__Your instructions__: Identify each line in the material below that contains the word "trunk", and copy those lines.

:: Data for the task ::

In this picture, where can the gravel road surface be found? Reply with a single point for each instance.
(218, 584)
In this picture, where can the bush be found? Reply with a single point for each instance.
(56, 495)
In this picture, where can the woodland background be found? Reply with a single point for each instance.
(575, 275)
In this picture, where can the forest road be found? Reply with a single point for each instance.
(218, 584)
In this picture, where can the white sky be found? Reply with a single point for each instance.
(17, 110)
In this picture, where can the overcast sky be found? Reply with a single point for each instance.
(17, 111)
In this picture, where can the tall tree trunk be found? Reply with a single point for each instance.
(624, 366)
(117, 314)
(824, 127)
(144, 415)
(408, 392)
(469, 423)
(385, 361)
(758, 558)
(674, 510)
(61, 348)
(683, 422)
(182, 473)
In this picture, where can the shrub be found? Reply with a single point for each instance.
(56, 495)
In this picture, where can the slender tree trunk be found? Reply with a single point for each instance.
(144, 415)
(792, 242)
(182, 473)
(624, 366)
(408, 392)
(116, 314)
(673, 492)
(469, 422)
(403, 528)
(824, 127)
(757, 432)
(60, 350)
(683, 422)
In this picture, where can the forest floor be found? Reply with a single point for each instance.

:::
:: Data for the task ::

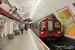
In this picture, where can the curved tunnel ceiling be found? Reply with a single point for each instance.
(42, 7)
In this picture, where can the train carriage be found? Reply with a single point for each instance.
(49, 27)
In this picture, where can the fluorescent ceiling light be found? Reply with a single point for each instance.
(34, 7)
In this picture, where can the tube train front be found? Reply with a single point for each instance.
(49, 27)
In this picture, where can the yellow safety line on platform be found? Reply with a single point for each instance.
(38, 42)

:::
:: Data for the task ::

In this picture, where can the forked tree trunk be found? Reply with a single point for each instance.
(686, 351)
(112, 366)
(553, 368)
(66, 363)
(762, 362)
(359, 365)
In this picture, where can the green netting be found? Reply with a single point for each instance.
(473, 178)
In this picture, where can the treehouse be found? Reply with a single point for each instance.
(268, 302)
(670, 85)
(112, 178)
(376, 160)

:::

__The result__:
In this picture, where can the tall tree trunk be found? Reply with a single point for each instance.
In this picture, where can the slender tree trunk be found? Reply with a single point for each instance.
In this picture, where can the forked tree trunk be found? Reply with a single point for each instance.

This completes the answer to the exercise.